● Фрагменты набора данных с разметкой рамками
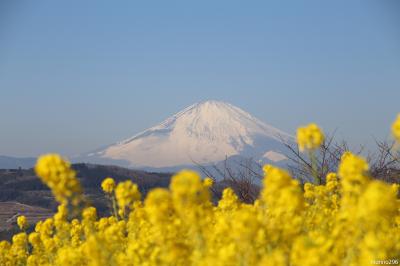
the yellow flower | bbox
[115,180,141,209]
[17,215,28,230]
[297,124,325,151]
[203,177,214,187]
[101,177,115,194]
[392,114,400,142]
[35,154,82,206]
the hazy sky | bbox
[0,0,400,156]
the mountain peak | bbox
[84,100,292,167]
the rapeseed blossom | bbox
[392,114,400,142]
[297,124,325,151]
[0,121,400,266]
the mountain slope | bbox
[81,101,292,168]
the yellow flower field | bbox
[0,118,400,266]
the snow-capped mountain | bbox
[80,101,293,168]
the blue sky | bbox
[0,0,400,156]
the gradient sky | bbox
[0,0,400,156]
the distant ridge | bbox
[0,155,36,169]
[79,100,293,169]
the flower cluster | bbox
[0,121,400,266]
[297,124,325,151]
[392,114,400,142]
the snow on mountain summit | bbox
[84,101,292,168]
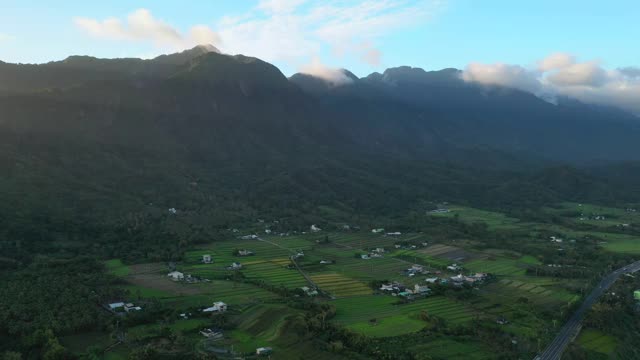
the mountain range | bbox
[0,46,640,258]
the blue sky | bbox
[0,0,640,114]
[0,0,640,76]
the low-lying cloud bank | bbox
[299,58,353,86]
[462,53,640,115]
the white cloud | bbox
[73,0,446,68]
[0,33,15,44]
[73,9,220,49]
[218,0,444,67]
[538,53,576,72]
[462,63,540,93]
[546,61,607,87]
[299,58,353,86]
[258,0,306,14]
[462,54,640,115]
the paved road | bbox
[534,261,640,360]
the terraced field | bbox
[576,329,618,355]
[242,258,307,289]
[430,206,520,229]
[392,250,451,268]
[311,273,372,297]
[464,258,527,276]
[330,256,409,282]
[481,279,580,309]
[331,295,474,336]
[413,338,495,360]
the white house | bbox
[256,347,273,355]
[300,286,318,296]
[167,271,184,281]
[413,284,431,295]
[447,264,460,271]
[124,303,142,312]
[202,301,227,312]
[109,302,124,310]
[380,284,394,291]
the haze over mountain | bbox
[0,47,640,242]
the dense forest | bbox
[0,47,640,359]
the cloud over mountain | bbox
[73,9,220,49]
[462,53,640,114]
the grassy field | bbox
[311,273,372,297]
[430,206,520,229]
[104,259,130,276]
[97,203,640,359]
[331,295,474,337]
[576,329,618,355]
[413,338,495,360]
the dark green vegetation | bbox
[0,48,640,359]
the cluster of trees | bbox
[0,256,121,359]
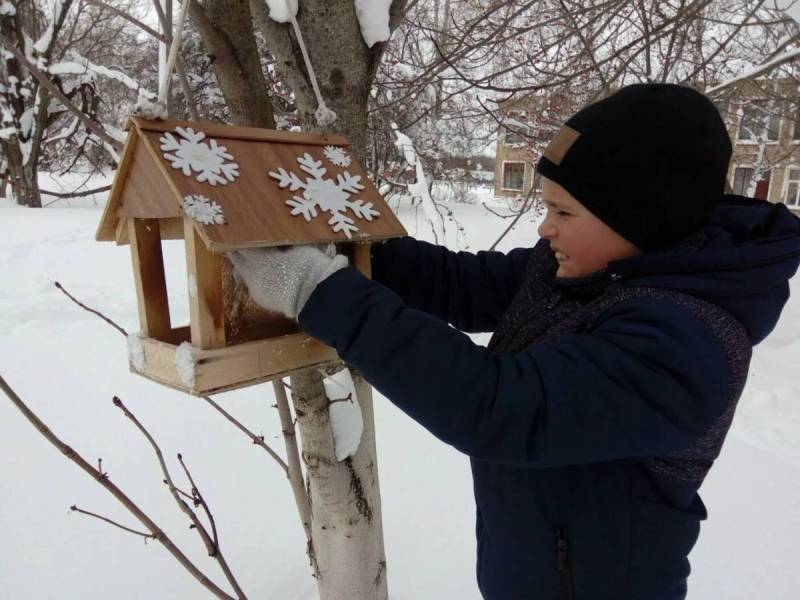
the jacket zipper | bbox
[557,527,575,600]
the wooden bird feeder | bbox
[96,117,405,395]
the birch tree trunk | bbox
[190,0,405,600]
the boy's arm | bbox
[299,268,729,467]
[372,237,533,332]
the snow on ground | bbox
[0,178,800,600]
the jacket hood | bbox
[607,195,800,345]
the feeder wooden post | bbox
[353,242,372,278]
[128,219,171,339]
[183,217,225,349]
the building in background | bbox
[494,79,800,216]
[716,79,800,215]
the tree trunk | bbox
[190,0,404,600]
[3,145,42,208]
[290,369,388,600]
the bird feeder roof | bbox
[96,117,406,252]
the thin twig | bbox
[83,0,164,42]
[113,396,247,600]
[0,33,122,151]
[489,186,533,250]
[54,281,128,337]
[203,396,289,475]
[0,375,234,600]
[272,379,319,575]
[178,453,219,552]
[69,504,156,541]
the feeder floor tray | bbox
[131,333,337,396]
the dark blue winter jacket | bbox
[299,196,800,600]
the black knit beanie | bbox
[536,83,731,251]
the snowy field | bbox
[0,178,800,600]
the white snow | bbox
[175,342,196,387]
[265,0,298,23]
[0,174,800,600]
[128,331,145,371]
[323,369,364,461]
[392,123,417,167]
[355,0,392,48]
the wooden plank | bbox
[116,217,183,246]
[137,131,406,252]
[128,219,172,339]
[118,137,183,219]
[131,333,337,396]
[114,217,129,246]
[353,242,372,278]
[132,117,350,146]
[95,132,139,242]
[183,217,225,348]
[159,216,183,240]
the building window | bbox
[736,100,781,142]
[733,167,753,196]
[503,162,525,192]
[783,167,800,207]
[733,167,772,200]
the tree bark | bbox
[190,0,405,600]
[291,369,388,600]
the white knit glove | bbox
[227,244,347,319]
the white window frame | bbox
[781,164,800,208]
[731,165,756,196]
[734,98,783,146]
[500,160,528,192]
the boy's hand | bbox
[227,244,347,319]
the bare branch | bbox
[69,504,156,541]
[0,375,234,600]
[0,33,122,150]
[54,281,128,337]
[272,379,313,548]
[113,396,247,600]
[83,0,164,43]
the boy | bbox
[231,84,800,600]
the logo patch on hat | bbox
[543,125,581,166]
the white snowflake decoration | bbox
[159,127,239,185]
[269,153,380,239]
[183,194,225,225]
[322,146,351,169]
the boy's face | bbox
[539,177,640,278]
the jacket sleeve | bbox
[299,268,728,467]
[372,237,532,333]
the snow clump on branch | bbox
[266,0,298,23]
[355,0,392,48]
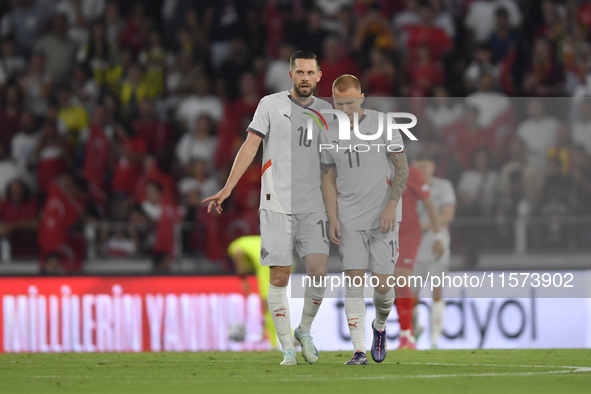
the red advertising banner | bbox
[0,276,268,353]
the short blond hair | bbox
[332,74,361,93]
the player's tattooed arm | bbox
[388,152,408,202]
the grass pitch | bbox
[0,349,591,394]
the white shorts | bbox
[339,223,399,275]
[260,209,330,267]
[412,231,451,281]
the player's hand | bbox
[201,188,231,213]
[380,201,397,234]
[433,239,445,260]
[328,220,341,245]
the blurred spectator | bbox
[76,22,117,87]
[410,45,444,97]
[119,64,156,120]
[488,8,520,62]
[429,0,456,39]
[0,0,53,56]
[57,83,88,146]
[105,1,125,47]
[464,0,521,43]
[19,53,52,116]
[176,74,223,131]
[135,182,181,273]
[178,159,221,203]
[0,85,22,149]
[132,99,174,156]
[34,120,72,201]
[286,9,328,57]
[572,99,591,155]
[133,156,178,203]
[11,111,39,189]
[314,0,353,17]
[0,143,20,197]
[111,125,147,197]
[265,44,294,93]
[204,0,258,68]
[166,53,199,96]
[217,38,252,100]
[72,65,99,113]
[534,159,579,248]
[83,105,112,206]
[440,106,492,171]
[458,147,499,216]
[0,40,27,87]
[457,148,498,266]
[138,30,174,97]
[523,38,564,97]
[534,0,564,41]
[0,179,39,257]
[546,123,572,174]
[119,1,148,55]
[102,225,139,257]
[425,85,464,129]
[405,4,453,67]
[175,115,217,166]
[393,0,421,31]
[35,14,78,82]
[351,3,398,57]
[364,48,396,97]
[571,146,591,215]
[37,175,88,274]
[55,0,105,44]
[517,99,558,172]
[499,137,543,212]
[464,45,500,92]
[314,37,361,97]
[466,73,511,127]
[214,73,261,168]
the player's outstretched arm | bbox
[380,152,408,234]
[423,196,445,259]
[202,133,262,213]
[322,167,341,245]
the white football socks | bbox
[373,288,395,331]
[430,300,445,345]
[345,285,365,353]
[267,284,295,351]
[299,281,326,331]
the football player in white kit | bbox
[413,153,456,349]
[203,51,332,365]
[320,75,408,365]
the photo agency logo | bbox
[320,109,417,152]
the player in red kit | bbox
[394,166,445,349]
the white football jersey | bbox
[247,91,332,214]
[417,177,456,260]
[321,109,404,230]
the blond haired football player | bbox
[321,75,408,365]
[203,51,332,365]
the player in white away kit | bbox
[413,154,456,349]
[203,51,332,365]
[320,75,408,365]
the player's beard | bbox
[293,83,316,97]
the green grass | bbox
[0,349,591,394]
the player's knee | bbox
[269,269,289,287]
[307,267,328,282]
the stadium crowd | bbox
[0,0,591,272]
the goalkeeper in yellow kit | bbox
[228,235,277,348]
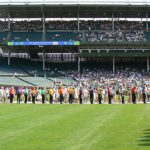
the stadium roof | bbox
[0,0,150,18]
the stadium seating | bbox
[9,32,42,41]
[20,77,53,87]
[0,58,27,76]
[48,77,77,85]
[0,76,32,86]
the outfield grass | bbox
[0,104,150,150]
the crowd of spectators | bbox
[0,20,145,31]
[85,30,147,43]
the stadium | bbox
[0,0,150,150]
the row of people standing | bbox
[0,86,150,104]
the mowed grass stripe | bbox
[0,104,150,150]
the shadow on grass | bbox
[137,129,150,146]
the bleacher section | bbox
[20,77,54,87]
[48,77,77,85]
[9,32,42,41]
[0,58,27,76]
[0,76,32,86]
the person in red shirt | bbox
[58,86,64,104]
[107,87,112,104]
[131,86,136,104]
[9,87,15,103]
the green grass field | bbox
[0,104,150,150]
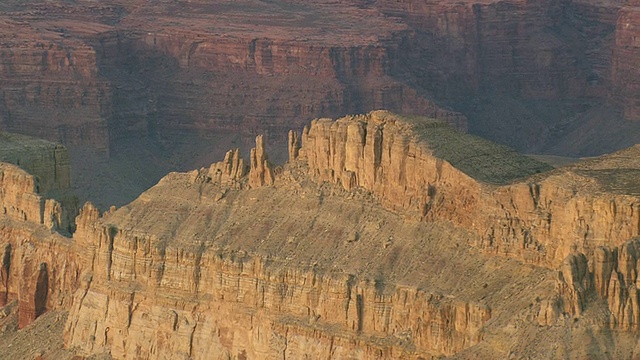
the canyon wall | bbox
[65,202,491,359]
[0,16,111,153]
[6,111,640,359]
[613,2,640,120]
[300,112,640,267]
[0,0,638,162]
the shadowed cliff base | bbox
[0,111,640,360]
[0,0,640,167]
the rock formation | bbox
[5,111,640,359]
[0,0,638,166]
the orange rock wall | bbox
[65,202,491,359]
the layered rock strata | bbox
[300,112,640,266]
[6,111,640,359]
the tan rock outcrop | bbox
[300,111,640,267]
[8,111,640,360]
[558,239,640,331]
[249,135,274,188]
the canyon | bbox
[0,0,640,209]
[0,111,640,359]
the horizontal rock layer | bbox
[0,111,640,359]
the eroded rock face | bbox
[6,111,640,359]
[0,0,638,162]
[612,2,640,120]
[558,239,640,331]
[300,112,640,267]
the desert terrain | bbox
[0,0,640,360]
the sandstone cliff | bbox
[6,111,640,359]
[0,0,638,166]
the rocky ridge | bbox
[0,0,638,166]
[0,111,640,359]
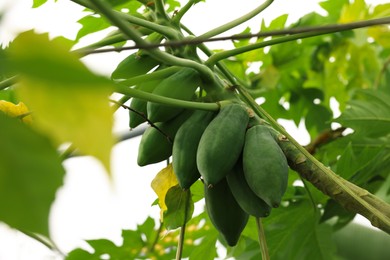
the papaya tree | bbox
[0,0,390,259]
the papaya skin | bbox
[172,110,214,190]
[137,110,192,166]
[196,103,249,186]
[226,161,271,218]
[204,179,249,246]
[243,125,288,207]
[147,68,200,122]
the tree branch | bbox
[206,17,390,67]
[305,127,346,154]
[273,130,390,234]
[83,17,390,53]
[90,0,215,82]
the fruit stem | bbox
[206,17,390,67]
[172,0,195,25]
[236,86,390,233]
[0,76,17,90]
[118,66,182,86]
[195,0,273,40]
[256,218,270,260]
[114,84,232,111]
[176,190,191,260]
[90,0,216,82]
[71,0,177,39]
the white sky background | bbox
[0,0,386,260]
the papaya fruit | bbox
[129,80,159,128]
[204,178,249,246]
[147,68,201,122]
[172,110,214,189]
[196,104,249,185]
[242,125,288,207]
[111,52,159,79]
[137,110,192,166]
[226,160,271,218]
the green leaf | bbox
[319,0,348,22]
[0,113,65,236]
[164,185,194,230]
[65,248,96,260]
[305,105,332,137]
[189,233,218,260]
[336,90,390,137]
[32,0,47,8]
[76,15,110,41]
[165,0,181,12]
[9,31,114,172]
[263,200,335,260]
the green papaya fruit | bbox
[196,104,249,185]
[137,110,192,166]
[129,80,159,128]
[111,52,159,79]
[243,125,288,207]
[204,179,249,246]
[172,110,214,189]
[226,161,271,218]
[147,68,201,122]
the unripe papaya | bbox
[196,104,249,185]
[129,80,159,128]
[243,125,288,207]
[226,161,271,218]
[172,110,214,189]
[111,52,159,79]
[147,68,201,122]
[204,179,249,246]
[137,110,192,166]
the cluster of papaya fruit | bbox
[112,52,288,246]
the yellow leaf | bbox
[0,100,32,125]
[151,163,179,221]
[9,31,114,173]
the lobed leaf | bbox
[336,90,390,137]
[164,185,194,230]
[9,31,114,172]
[0,113,65,236]
[151,163,179,221]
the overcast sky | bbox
[0,0,386,260]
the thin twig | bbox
[256,218,270,260]
[176,190,191,260]
[83,17,390,54]
[373,57,390,89]
[149,222,163,253]
[110,100,173,143]
[305,127,346,154]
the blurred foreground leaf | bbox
[9,31,114,174]
[0,113,65,236]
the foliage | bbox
[0,0,390,260]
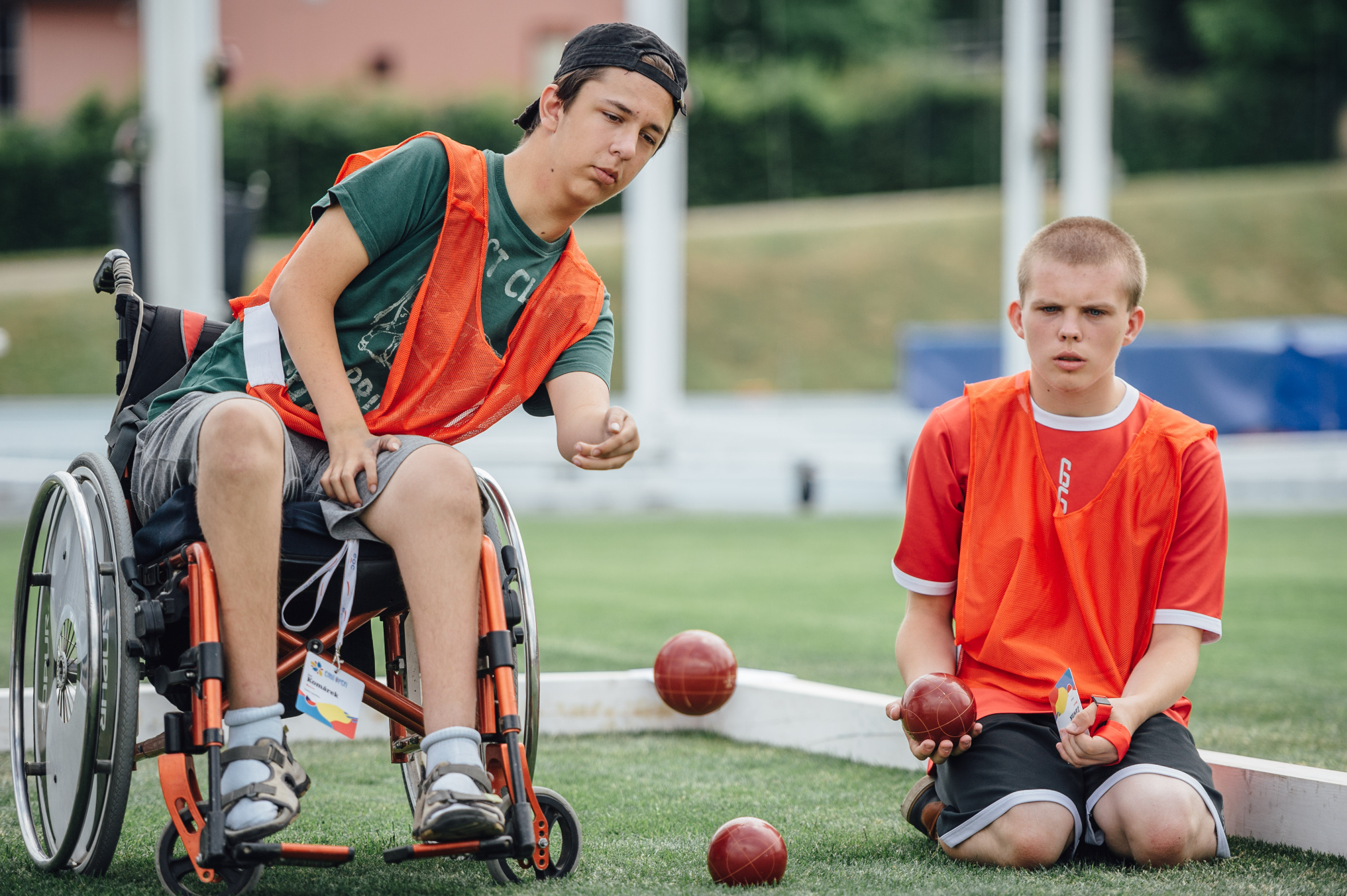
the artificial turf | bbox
[0,734,1347,896]
[0,508,1347,895]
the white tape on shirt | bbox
[244,301,286,386]
[280,538,360,669]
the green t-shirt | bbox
[150,137,613,420]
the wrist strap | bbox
[1090,697,1112,734]
[1093,720,1132,766]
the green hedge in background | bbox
[0,97,129,252]
[0,54,1335,252]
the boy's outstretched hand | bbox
[1057,701,1120,768]
[884,699,982,766]
[571,407,641,470]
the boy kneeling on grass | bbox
[889,218,1230,868]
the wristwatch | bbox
[1090,697,1112,734]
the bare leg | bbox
[362,445,482,733]
[1094,773,1216,865]
[197,398,286,709]
[940,803,1076,868]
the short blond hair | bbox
[1018,215,1146,311]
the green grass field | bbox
[0,164,1347,394]
[0,517,1347,896]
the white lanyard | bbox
[280,538,360,669]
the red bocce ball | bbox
[655,628,739,716]
[902,673,978,747]
[706,817,785,885]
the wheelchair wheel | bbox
[486,787,584,884]
[403,470,541,811]
[9,454,138,874]
[155,813,266,896]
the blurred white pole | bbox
[140,0,225,317]
[1001,0,1050,375]
[622,0,687,446]
[1061,0,1112,218]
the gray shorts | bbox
[131,391,441,541]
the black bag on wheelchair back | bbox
[93,249,229,477]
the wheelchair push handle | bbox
[93,249,136,296]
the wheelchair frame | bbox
[9,250,582,895]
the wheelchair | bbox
[9,250,582,895]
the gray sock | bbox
[421,725,486,794]
[219,703,286,830]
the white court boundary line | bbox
[0,669,1347,857]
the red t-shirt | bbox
[893,386,1228,717]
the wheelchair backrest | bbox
[93,249,229,485]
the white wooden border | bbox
[0,669,1347,857]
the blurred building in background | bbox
[0,0,622,120]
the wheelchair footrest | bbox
[233,844,356,868]
[384,837,515,865]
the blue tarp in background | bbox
[898,317,1347,432]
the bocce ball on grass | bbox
[902,673,978,747]
[706,817,785,887]
[655,628,739,716]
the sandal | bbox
[898,775,944,842]
[219,734,310,844]
[412,763,505,841]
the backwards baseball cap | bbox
[515,22,687,130]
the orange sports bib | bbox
[229,132,604,444]
[953,373,1215,721]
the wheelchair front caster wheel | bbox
[486,787,583,884]
[155,822,266,896]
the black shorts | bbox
[931,713,1230,858]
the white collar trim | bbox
[1029,377,1141,432]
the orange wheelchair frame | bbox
[135,536,549,884]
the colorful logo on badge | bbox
[299,694,357,740]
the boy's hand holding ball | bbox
[885,673,982,766]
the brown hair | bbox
[520,55,678,150]
[1018,215,1146,311]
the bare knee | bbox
[944,802,1076,868]
[197,398,286,479]
[1128,788,1216,866]
[1094,773,1216,865]
[395,445,482,524]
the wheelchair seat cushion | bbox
[135,485,394,564]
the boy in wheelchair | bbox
[131,25,687,841]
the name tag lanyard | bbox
[280,538,360,669]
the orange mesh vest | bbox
[953,373,1215,722]
[229,132,604,444]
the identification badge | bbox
[1052,669,1081,732]
[295,651,365,740]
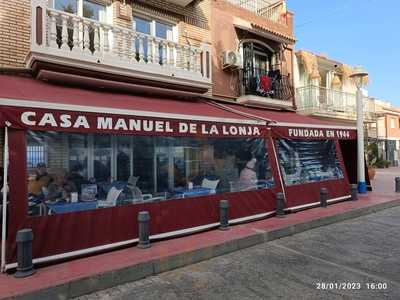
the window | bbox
[277,139,343,186]
[54,0,78,14]
[242,42,293,100]
[53,0,107,53]
[27,131,274,215]
[133,16,174,65]
[54,0,106,22]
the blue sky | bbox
[288,0,400,107]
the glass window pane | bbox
[278,139,343,186]
[26,131,274,216]
[93,134,111,182]
[116,136,132,181]
[133,17,151,34]
[156,22,172,40]
[83,0,106,22]
[54,0,78,14]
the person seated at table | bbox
[28,163,53,197]
[67,164,89,194]
[46,170,78,202]
[239,153,257,190]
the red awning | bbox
[219,104,357,139]
[0,75,260,124]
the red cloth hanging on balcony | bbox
[259,75,272,92]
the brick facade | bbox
[0,0,30,67]
[0,0,211,67]
[211,0,293,101]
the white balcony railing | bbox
[31,0,211,91]
[296,85,376,121]
[228,0,287,24]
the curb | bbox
[10,200,400,300]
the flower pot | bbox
[368,167,376,180]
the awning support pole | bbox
[269,136,287,202]
[1,126,8,272]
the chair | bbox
[97,186,122,208]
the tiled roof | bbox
[251,23,296,44]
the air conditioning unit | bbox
[222,50,243,70]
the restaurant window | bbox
[27,131,274,216]
[277,139,343,186]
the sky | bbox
[287,0,400,107]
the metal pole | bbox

● Условия и требования
Представьте записи от начала до строки с "[534,261,640,360]" включительно в виде CSV с двумя столбцами, "метка" и "ответ": по одной строке на каждую запись, каждое значение в отдельном поле в кавычках, переносы строк внутри поля заменены пробелами. Строки с обозначением картинок в ответ не включайте.

● Письменное решение
метка,ответ
"the yellow flower | bbox","[115,180,141,209] [17,215,28,230] [297,124,325,151] [203,177,214,187] [101,177,115,194] [392,114,400,142] [35,154,82,206]"
"the hazy sky | bbox","[0,0,400,156]"
"the mountain peak | bbox","[84,100,292,167]"
"the rapeseed blossom | bbox","[392,114,400,142] [297,124,325,151] [0,121,400,266]"
"the mountain slope | bbox","[81,101,292,168]"
"the yellow flower field | bbox","[0,118,400,266]"
"the snow-capped mountain | bbox","[80,101,293,168]"
"the blue sky | bbox","[0,0,400,156]"
"the gradient sky | bbox","[0,0,400,156]"
"the distant ridge | bbox","[0,155,36,169] [79,100,293,169]"
"the flower cluster | bbox","[0,121,400,266] [297,124,325,151] [392,114,400,142]"
"the snow on mountain summit | bbox","[84,101,292,168]"
"the mountain range | bbox","[0,46,640,258]"
"the blue sky | bbox","[0,0,640,114] [0,0,640,76]"
"the low-lying cloud bank | bbox","[299,58,353,86] [462,53,640,115]"
"the white cloud | bbox","[73,0,446,68] [0,33,15,44] [73,9,220,49] [218,0,444,67] [538,53,576,72] [462,63,540,93] [546,61,607,87] [299,58,353,86] [258,0,306,14] [462,54,640,115]"
"the paved road | bbox","[534,261,640,360]"